▸ EXCERPT PROVIDED:
# Another boating disaster



## MaidenScotland (Jun 6, 2009)

More than 1,200 passengers have been evacuated from a ferry that caught fire in the Red Sea.

Egyptian officials said all the passengers had been saved, but officials in Jordan said a Jordanian man had died after jumping overboard.

The ferry was travelling between the Jordanian port of Aqaba and Nuweiba in Egypt. The fire broke out when it was about 15 nautical miles from Aqaba.

Most of the passengers were said to be Egyptian migrant workers.


----------



## kevinthegulf (Aug 16, 2009)

*Not a disaster*



MaidenScotland said:


> More than 1,200 passengers have been evacuated from a ferry that caught fire in the Red Sea.
> 
> Egyptian officials said all the passengers had been saved, but officials in Jordan said a Jordanian man had died after jumping overboard.
> 
> ...


I have to take issue, it was not a disaster, initial reports that I have heard are that no one has died (apart from the above mentioned).

I consider that a succes, fire on a ship is one of the most dangerous fires around, ask any fireman in the Uk that has a port in there district and they will tell you ship fire is what they least like.

As a profesional Mariner for 30 years and now a surveyor I have actually inspected a ferry company here and there vessels, and I was actually very pleasantly suprised, I will not comment on a lot of other stuff I have inspected, but the standards were satisfactory, since the Al Salaam incient the egyptian authorities have put effort in, they have an inspection regime where local committess made up of professionals(engineers, doctors etc) check the vessels weekly for the safety features.

It will be intersting to see the outcome of investigation, but it is not often I have something positive to say about here, I coul be talking out of my bottom and the cause of the fire is muppetry, but a passenger ship fire with no loss of life is a good result.


----------



## MaidenScotland (Jun 6, 2009)

kevinthegulf said:


> I have to take issue, it was not a disaster, initial reports that I have heard are that no one has died (apart from the above mentioned).

▸ SUPPLIED DATA:
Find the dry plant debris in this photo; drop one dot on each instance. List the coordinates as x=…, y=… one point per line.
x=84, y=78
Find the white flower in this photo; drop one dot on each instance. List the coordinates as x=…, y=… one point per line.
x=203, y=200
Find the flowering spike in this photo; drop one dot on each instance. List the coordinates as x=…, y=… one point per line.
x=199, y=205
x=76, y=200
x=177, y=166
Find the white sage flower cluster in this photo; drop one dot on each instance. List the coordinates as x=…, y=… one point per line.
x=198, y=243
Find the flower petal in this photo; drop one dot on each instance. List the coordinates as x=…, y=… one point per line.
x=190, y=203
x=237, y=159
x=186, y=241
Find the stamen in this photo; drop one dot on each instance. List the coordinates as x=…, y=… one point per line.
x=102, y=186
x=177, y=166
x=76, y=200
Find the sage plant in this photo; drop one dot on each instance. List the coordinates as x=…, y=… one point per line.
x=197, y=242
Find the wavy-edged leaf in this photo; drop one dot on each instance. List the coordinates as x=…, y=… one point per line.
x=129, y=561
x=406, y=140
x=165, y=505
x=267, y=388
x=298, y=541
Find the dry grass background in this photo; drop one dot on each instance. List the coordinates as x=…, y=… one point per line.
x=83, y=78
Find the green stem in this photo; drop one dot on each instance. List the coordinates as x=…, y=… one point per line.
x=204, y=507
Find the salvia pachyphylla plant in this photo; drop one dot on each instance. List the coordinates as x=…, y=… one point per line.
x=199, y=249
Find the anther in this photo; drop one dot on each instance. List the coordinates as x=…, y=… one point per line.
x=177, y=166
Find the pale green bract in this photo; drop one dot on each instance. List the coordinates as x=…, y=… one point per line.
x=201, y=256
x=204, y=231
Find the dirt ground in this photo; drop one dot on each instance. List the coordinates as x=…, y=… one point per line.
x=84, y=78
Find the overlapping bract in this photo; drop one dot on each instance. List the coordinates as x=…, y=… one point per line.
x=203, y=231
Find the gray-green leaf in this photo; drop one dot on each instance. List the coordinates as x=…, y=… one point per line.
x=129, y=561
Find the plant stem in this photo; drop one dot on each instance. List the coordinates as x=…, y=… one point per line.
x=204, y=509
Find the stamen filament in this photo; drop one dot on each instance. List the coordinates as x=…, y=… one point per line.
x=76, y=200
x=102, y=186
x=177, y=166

▸ PROBLEM 1: Gather every line of the records that contains the word "sage", treating uppercase and lowercase as different.
▸ PROBLEM 2: Carry on the ferry fire thread from the point where it ends.
The records bear no relation to the forum thread about the ferry fire.

▸ TASK RESULT 1:
Find the white sage flower cluster in this photo; drop one dot on each instance. List the coordinates as x=…, y=… one point per line.
Find the sage plant in this photo; drop one dot on each instance. List the coordinates as x=…, y=… one point per line.

▸ TASK RESULT 2:
> 
> I consider that a succes, fire on a ship is one of the most dangerous fires around, ask any fireman in the Uk that has a port in there district and they will tell you ship fire is what they least like.
> 
> ...




Glad to hear that they have an inspection regime.

Personally I think any life lost is a disaster.


----------



## kevinthegulf (Aug 16, 2009)

MaidenScotland said:


> Glad to hear that they have an inspection regime.
> 
> Personally I think any life lost is a disaster.


In which case there are multiple disasters on the roads of Cairo everyday. In the time this incident took place there were probably half a dozen RTA fatalities just in Cairo.

Given the standard of journalism nowadays(not just here) and the great difficulty of getting an accurrate story after any incident, it takes a lot of sifting to get the real story, of any incident & I have done a few investigations. Whether or not the real story emerges I could not say


----------



## MaidenScotland (Jun 6, 2009)

kevinthegulf said:


> In which case there are multiple disasters on the roads of Cairo everyday. In the time this incident took place there were probably half a dozen RTA fatalities just in Cairo.
> 
> Given the standard of journalism nowadays(not just here) and the great difficulty of getting an accurrate story after any incident, it takes a lot of sifting to get the real story, of any incident & I have done a few investigations. Whether or not the real story emerges I could not say




Yes there are multiple disasters on the roads every day.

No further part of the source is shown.